◆ **Input for this task**
○ ○ ○ ○

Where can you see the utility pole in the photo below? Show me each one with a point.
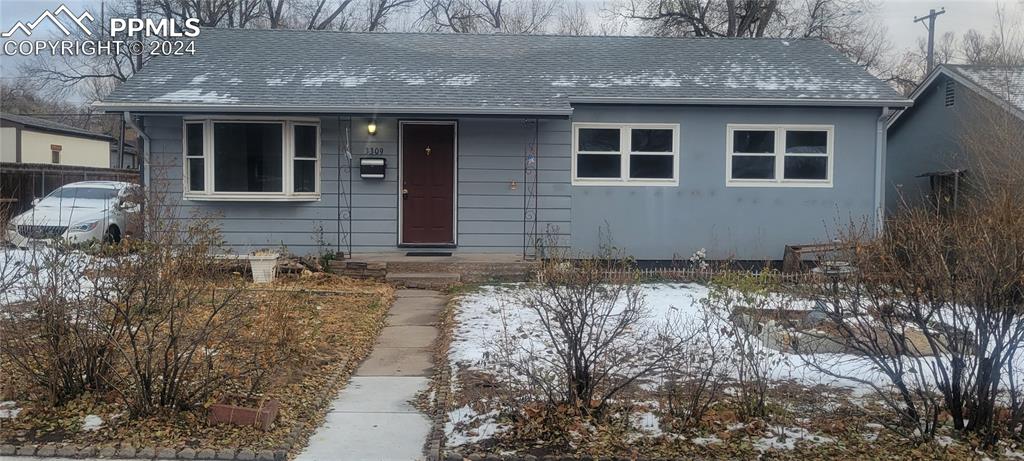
(932, 14)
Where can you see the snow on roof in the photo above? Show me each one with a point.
(1005, 82)
(321, 69)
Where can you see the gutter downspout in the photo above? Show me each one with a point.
(881, 137)
(145, 147)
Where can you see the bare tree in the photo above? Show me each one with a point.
(704, 17)
(572, 19)
(452, 15)
(379, 11)
(510, 16)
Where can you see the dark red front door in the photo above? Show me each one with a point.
(428, 183)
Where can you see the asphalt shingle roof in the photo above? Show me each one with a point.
(388, 72)
(51, 126)
(1004, 82)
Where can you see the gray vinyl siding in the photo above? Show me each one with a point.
(925, 139)
(491, 156)
(250, 225)
(751, 223)
(650, 222)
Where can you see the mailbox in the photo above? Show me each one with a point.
(372, 168)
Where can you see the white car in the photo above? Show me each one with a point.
(80, 212)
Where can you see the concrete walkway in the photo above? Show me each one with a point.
(372, 418)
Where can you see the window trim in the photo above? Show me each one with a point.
(779, 156)
(288, 193)
(625, 152)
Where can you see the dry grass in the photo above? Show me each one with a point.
(331, 323)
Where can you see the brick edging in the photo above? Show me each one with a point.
(165, 453)
(442, 385)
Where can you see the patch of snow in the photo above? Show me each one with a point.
(563, 82)
(647, 423)
(91, 422)
(786, 438)
(340, 78)
(158, 79)
(465, 426)
(195, 95)
(1013, 454)
(706, 441)
(9, 410)
(461, 80)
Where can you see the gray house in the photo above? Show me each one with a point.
(929, 161)
(485, 143)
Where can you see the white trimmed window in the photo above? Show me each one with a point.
(799, 156)
(251, 159)
(611, 154)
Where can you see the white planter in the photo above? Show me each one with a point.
(264, 267)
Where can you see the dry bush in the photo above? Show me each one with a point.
(937, 307)
(739, 300)
(156, 322)
(595, 339)
(695, 383)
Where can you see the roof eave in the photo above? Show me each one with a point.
(742, 101)
(963, 80)
(264, 109)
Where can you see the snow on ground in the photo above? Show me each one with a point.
(491, 313)
(9, 410)
(24, 268)
(91, 422)
(467, 426)
(786, 438)
(485, 316)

○ ○ ○ ○

◆ **Directions**
From the material above, set down each entry exactly, but exclude the pictures.

◆ **Answer to this task**
Where can you see the utility pole in the photo below? Show me each one with a point.
(932, 14)
Where can you see the snow on roof in the photo above? Show me each one with a point.
(1005, 82)
(321, 69)
Where can you see the gutter downspout in the photo above? Show me each one with a point.
(881, 137)
(145, 147)
Where can you see the bare tree in the photo above? Show me each one with a point.
(704, 17)
(572, 19)
(452, 15)
(379, 11)
(510, 16)
Where can you see the dark red front door in the photo above? Show me each one with a point.
(428, 183)
Where can you see the asphalt shingle roof in the photo above? Show me each one with a point.
(388, 72)
(51, 126)
(1004, 82)
Where can you see the gray vinyl siding in the photo above? Show me each one with a point.
(925, 139)
(491, 156)
(250, 225)
(751, 223)
(650, 222)
Where can you see the mailbox in the photo above? Show me each one with a point.
(372, 168)
Where can you see the white car in the photo above? Show me each one with a point.
(80, 212)
Where can you see the concrete walkway in the photo above? Show me each one with a point.
(372, 418)
Where can you see the window trim in the photo above? Show me each one with a point.
(779, 156)
(288, 193)
(625, 152)
Where can you see the dry grass in the photo above? Show me each one with a point.
(331, 323)
Where can you see the brick edging in the photo above? Show me each one with a point.
(165, 453)
(442, 385)
Where can you see the patch of snow in the photo above? Show me each one with a point.
(563, 82)
(647, 423)
(91, 422)
(786, 438)
(340, 78)
(158, 79)
(465, 426)
(195, 95)
(1013, 454)
(706, 441)
(9, 410)
(461, 80)
Where can you see the gray house in the photo above? Show me each one with a point.
(929, 161)
(485, 143)
Where can you see the white trimmed window in the photo above? Show me each one with a point.
(799, 156)
(251, 159)
(611, 154)
Where can you see the white planter in the photo above? Show me each one with a point.
(264, 267)
Where can you see the dry bush in the photo above? Show me each one with a point.
(937, 307)
(739, 300)
(156, 322)
(595, 339)
(695, 383)
Where can you see the roof eave in the photo above? Show me each one with a point.
(742, 101)
(963, 80)
(264, 109)
Where can you see the snow on ground in the photo above? Show me each one with a point.
(491, 313)
(9, 410)
(24, 268)
(91, 422)
(467, 426)
(786, 438)
(485, 316)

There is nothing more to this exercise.